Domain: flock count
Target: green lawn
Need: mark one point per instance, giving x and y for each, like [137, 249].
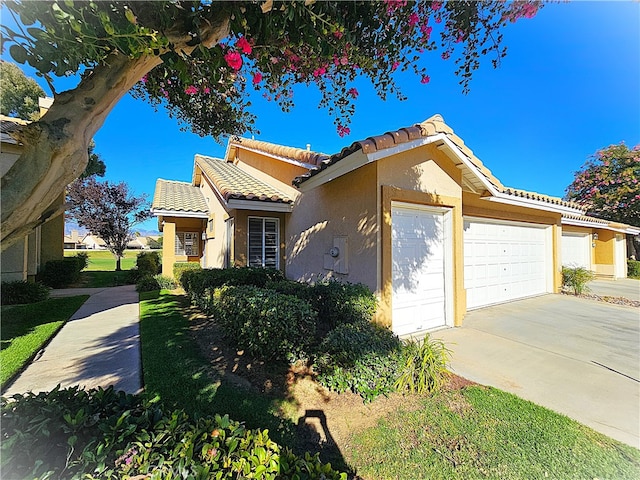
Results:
[174, 370]
[26, 328]
[103, 260]
[102, 265]
[483, 432]
[475, 432]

########

§ TASK TO COMPLETE
Leave the pictures out and output the rest of the data word for word.

§ SOLUTION FOR THIS PROBLEM
Domain: flock count
Target: green lawn
Need: mark one point per instance, giving x and y for each, like [137, 249].
Results:
[174, 370]
[26, 328]
[103, 260]
[102, 265]
[483, 432]
[475, 432]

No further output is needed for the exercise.